WHAT THE EXERCISE ASKS →
Output the records that follow, keeping every line exactly as it is.

INPUT →

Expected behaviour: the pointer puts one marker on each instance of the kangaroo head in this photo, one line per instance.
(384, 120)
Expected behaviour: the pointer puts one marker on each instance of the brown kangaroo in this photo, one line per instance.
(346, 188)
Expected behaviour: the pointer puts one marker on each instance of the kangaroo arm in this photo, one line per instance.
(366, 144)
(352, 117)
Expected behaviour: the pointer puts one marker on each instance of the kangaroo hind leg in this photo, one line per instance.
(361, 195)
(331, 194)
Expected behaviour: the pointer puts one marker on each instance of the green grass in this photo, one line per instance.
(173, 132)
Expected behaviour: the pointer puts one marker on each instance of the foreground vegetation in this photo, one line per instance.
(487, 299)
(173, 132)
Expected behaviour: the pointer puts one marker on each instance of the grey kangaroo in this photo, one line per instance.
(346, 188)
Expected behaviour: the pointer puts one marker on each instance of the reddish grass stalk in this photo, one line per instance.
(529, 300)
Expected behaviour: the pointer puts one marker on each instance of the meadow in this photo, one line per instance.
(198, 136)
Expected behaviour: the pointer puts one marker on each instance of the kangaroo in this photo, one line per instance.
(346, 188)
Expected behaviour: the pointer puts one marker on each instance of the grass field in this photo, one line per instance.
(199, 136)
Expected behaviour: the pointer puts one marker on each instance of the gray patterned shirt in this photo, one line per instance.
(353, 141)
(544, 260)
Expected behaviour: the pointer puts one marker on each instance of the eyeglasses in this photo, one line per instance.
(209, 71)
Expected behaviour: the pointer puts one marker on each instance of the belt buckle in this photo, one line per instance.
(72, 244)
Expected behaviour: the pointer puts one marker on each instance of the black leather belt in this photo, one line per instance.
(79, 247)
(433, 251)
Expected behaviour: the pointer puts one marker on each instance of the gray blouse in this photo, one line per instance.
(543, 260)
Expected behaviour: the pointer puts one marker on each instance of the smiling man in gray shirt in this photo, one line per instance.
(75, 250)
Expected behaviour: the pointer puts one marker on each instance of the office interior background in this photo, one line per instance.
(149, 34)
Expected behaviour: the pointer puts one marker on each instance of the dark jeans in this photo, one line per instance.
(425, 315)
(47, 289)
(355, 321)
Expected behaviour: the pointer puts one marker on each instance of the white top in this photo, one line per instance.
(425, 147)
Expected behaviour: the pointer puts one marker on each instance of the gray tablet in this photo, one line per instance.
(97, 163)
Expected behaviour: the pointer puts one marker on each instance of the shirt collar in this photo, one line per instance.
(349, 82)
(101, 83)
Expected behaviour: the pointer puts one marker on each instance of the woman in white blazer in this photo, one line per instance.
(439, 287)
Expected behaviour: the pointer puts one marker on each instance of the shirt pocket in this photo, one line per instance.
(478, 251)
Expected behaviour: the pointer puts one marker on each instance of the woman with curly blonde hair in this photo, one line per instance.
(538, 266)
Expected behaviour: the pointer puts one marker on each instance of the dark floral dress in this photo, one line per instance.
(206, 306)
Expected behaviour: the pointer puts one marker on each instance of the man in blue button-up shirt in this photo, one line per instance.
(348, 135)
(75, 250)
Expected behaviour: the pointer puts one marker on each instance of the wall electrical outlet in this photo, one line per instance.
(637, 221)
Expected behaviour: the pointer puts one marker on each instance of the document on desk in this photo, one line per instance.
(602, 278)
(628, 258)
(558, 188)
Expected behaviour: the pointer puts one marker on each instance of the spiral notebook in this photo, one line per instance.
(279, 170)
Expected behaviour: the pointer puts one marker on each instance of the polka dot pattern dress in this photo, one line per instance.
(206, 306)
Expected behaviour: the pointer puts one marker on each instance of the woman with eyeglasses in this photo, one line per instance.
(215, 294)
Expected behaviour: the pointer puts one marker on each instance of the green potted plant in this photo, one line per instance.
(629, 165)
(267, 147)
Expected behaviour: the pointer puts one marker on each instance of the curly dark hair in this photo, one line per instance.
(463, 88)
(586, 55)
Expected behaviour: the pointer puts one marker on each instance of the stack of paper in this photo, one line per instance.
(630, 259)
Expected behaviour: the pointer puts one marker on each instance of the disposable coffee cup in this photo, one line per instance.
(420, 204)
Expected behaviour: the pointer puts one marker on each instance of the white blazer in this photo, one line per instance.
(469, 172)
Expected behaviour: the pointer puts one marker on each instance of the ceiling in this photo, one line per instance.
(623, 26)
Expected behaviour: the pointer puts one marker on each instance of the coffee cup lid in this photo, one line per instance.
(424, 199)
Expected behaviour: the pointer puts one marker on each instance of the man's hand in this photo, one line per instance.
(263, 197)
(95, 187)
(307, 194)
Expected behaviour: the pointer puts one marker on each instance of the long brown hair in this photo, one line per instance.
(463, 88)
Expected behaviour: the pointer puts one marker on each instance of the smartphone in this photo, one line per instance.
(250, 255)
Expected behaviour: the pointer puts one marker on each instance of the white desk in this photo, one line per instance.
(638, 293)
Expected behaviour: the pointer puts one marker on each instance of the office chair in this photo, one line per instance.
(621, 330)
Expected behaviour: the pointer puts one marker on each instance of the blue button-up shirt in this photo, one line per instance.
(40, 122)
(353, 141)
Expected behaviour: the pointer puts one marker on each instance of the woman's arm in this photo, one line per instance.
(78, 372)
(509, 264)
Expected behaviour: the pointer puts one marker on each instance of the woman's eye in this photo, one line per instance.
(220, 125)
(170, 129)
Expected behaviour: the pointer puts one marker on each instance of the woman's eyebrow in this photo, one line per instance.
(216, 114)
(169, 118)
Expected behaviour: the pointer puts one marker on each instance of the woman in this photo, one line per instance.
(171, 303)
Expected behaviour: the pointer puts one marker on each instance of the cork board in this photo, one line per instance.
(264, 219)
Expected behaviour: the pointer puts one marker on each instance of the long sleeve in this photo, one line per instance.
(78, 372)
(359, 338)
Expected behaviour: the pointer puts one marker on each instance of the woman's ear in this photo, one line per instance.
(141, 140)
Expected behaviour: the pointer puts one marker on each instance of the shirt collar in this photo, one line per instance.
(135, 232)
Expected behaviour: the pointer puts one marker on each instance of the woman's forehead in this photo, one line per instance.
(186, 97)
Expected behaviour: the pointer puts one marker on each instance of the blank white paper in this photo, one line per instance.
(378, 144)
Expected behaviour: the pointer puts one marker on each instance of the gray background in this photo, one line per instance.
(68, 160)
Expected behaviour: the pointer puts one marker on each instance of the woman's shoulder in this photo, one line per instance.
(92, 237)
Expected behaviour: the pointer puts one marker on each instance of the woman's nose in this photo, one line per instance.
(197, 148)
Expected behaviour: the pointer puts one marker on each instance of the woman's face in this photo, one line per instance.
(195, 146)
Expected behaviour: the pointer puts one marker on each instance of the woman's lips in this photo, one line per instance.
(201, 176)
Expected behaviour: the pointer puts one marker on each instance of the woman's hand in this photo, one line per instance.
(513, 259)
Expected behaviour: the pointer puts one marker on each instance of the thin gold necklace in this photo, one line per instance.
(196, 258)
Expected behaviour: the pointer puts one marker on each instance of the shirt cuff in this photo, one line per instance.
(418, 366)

ANSWER AREA →
Expected behaviour: the pointer puts one marker on each instance of the kangaroo head in this photo, one line per instance.
(384, 120)
Expected behaviour: the pointer puts one marker on each instance of the brown kangaroo in this photo, one line per instance.
(346, 188)
Expected behaviour: the pointer puts one marker on each instance of the kangaroo arm in this photo, one line per instance.
(366, 144)
(352, 117)
Expected behaviour: the pointer puts one marker on each instance of the kangaroo hind leg in this photo, one line per instance.
(361, 195)
(331, 194)
Expected behaviour: the pointer puts one marker on each instance of the green grass in this photo, one line per instance.
(173, 132)
Expected behaviour: the pointer puts one marker on each instance of the foreground vegetation in this photo, one line per instance.
(487, 299)
(173, 132)
Expected behaviour: the pointer puts one marker on each instance of the grey kangaroo in this photo, one line per instance.
(346, 188)
Expected behaviour: the pointer puts one marker on each instance of the reddish grass stalk in this photo, one line per instance.
(529, 300)
Expected behaviour: the pointer puts one marker on each instance of the meadow in this photo, one line per instance.
(198, 136)
Expected behaviour: the pointer puts one marker on each instance of the kangaroo in this photo, one line per instance.
(346, 188)
Expected behaviour: the pointer puts one marker on each instance of the grass field in this photo, one line per instance.
(199, 136)
Expected behaviour: the pointer puts one marker on each instance of the gray patterned shirt in this photo, one line per instance.
(353, 141)
(544, 260)
Expected behaviour: the pointer puts one marker on each instance of the eyeglasses in this photo, one line per instance.
(209, 71)
Expected behaviour: the pointer puts one marker on each instance of the belt buckle in this photo, one line per instance.
(72, 244)
Expected behaviour: the pointer puts one marker on each instance of the black leather belt in this photo, one line per instance.
(79, 247)
(433, 251)
Expected behaviour: the pointer puts one marker on each instance of the gray blouse in this photo, one line per instance.
(543, 260)
Expected behaviour: the pointer puts one marker on each instance of the smiling man in gray shirt in this photo, one line per instance.
(75, 250)
Expected behaviour: the pointer puts one marker on each instance of the office interior background in this photo, one line per instance.
(149, 34)
Expected behaviour: the pointer puts one marker on each instance of the dark jeans in this photo, one line per instance.
(425, 315)
(47, 289)
(355, 321)
Expected behaviour: the pointer puts one marker on each instance of the white top in this photo, one line per instance.
(425, 147)
Expected behaviour: the pointer puts one marker on each instance of the gray tablet in this photo, one line per instance.
(97, 163)
Expected behaviour: the pointer puts one marker on each instance of the shirt collar in this photo, one line per instance.
(349, 82)
(101, 83)
Expected behaviour: the pointer puts one marker on each instance of the woman in white blazer in this photo, one line per instance.
(439, 287)
Expected behaviour: the pointer puts one marker on each instance of the shirt pocket in this photo, one line per instance.
(478, 251)
Expected behaviour: the pointer puts one marker on each instance of the woman with curly blonde hair in this photo, one line per instance.
(538, 266)
Expected behaviour: the pointer puts one marker on each instance of the dark floral dress in this photo, one line per instance.
(206, 306)
Expected behaviour: the pointer puts one marker on each instance of the man in blue button-up shirt in this photo, one line per instance.
(348, 135)
(75, 250)
Expected behaviour: the pointer puts one marker on each instance of the wall electrical outlet in this photo, one line per instance.
(637, 221)
Expected behaviour: the pointer puts one marker on each instance of the document on desk in this photo, one line per instance.
(602, 278)
(628, 258)
(558, 188)
Expected behaviour: the pointer puts one marker on each instance of the spiral notebook in this photo, one line per instance.
(279, 170)
Expected behaviour: the pointer puts one marker on each instance of the polka dot pattern dress in this photo, one line per instance.
(206, 306)
Expected behaviour: the pointer puts one marker on each instance of the woman with eyeglasses in this photo, one line per instance.
(215, 294)
Expected behaviour: the pointer puts one marker on each instance of the green potted plant in this photo, one line per instance.
(629, 165)
(267, 147)
Expected behaviour: the pointer puts one marker on each instance of the curly dark hair in this photo, one line per instance.
(463, 88)
(586, 55)
Expected behaviour: the pointer puts one marker on each instance of the stack of paper in this photo, one line per instance.
(630, 259)
Expected behaviour: the pointer puts one marker on each instance of the disposable coffee cup in this photo, one line per instance.
(420, 204)
Expected behaviour: the pointer puts one marker on each instance of the white blazer in this photo, one line per instance.
(469, 172)
Expected behaviour: the pointer puts one marker on each instance of the ceiling in this photo, one line per instance.
(623, 26)
Expected behaviour: the pointer puts one marker on each instance of the coffee cup lid in this photo, one line per instance.
(424, 199)
Expected behaviour: the pointer puts one marker on each instance of the man's hand in this photo, one line per instance.
(263, 197)
(95, 187)
(307, 194)
Expected behaviour: the pointer puts one marker on each instance of the long brown hair in this photo, one line per instance.
(463, 88)
Expected behaviour: the pointer puts one marker on each instance of the smartphone in this photo, one line per instance.
(250, 255)
Expected behaviour: the pointer puts one marker on each instance of the white desk in this photo, one line per instance.
(638, 293)
Expected behaviour: the pointer puts one marker on each instance of the office chair in this photo, one line per instance.
(621, 330)
Expected behaviour: the pointer puts one marker on each instance of the blue button-up shirt in this photo, one line per instance.
(40, 122)
(353, 141)
Expected behaviour: the pointer puts one marker on each instance of the woman's arm in this photo, one line per instance.
(78, 372)
(509, 264)
Expected behaviour: the pointer puts one marker on each instance of the woman's eye in this photo, one line per instance.
(220, 125)
(170, 129)
Expected behaviour: the pointer puts one marker on each instance of the woman's eyebrow in this photo, one line per instance.
(216, 114)
(169, 118)
Expected behaviour: the pointer puts one marker on each instance of the woman in this photo, one line per instance.
(171, 303)
Expected behaviour: the pointer puts one marker on each instance of the cork board in this photo, one line per instance.
(264, 219)
Expected behaviour: the pointer puts one marker on each instance of the long sleeve in this photo, one line per instance.
(78, 372)
(359, 338)
Expected behaviour: the pointer puts one marker on each instance of the woman's ear in this photo, one line per instance.
(141, 140)
Expected behaviour: the pointer puts one marker on each instance of the shirt collar in this photo, one line per instance.
(135, 232)
Expected behaviour: the pointer puts one marker on each instance of the woman's forehead in this photo, one line per instance.
(186, 97)
Expected behaviour: the pointer puts one marker on each instance of the blank white paper in this photo, one line per instance.
(378, 144)
Expected behaviour: the pointer puts one marker on each instance of the gray background in this photo, one line per instance.
(68, 160)
Expected behaviour: the pointer puts one marker on each instance of the woman's shoulder in this photo, one line per instance.
(92, 237)
Expected behaviour: the pointer puts one marker on each instance of the woman's nose in this photo, one line per instance.
(197, 148)
Expected behaviour: the pointer puts one marker on each instance of the woman's face in this photo, one line per instance.
(195, 146)
Expected behaviour: the pointer puts one marker on each instance of the woman's lips in this photo, one line per instance.
(201, 176)
Expected behaviour: the pointer puts one marker on each instance of the woman's hand in this photo, one line per instance.
(513, 259)
Expected behaviour: the pointer puts one marker on each instance of the thin gold necklace in this photo, one line per instance.
(196, 258)
Expected behaviour: the pointer puts one marker on each instance of the shirt cuff in this photo, one line per instance.
(418, 366)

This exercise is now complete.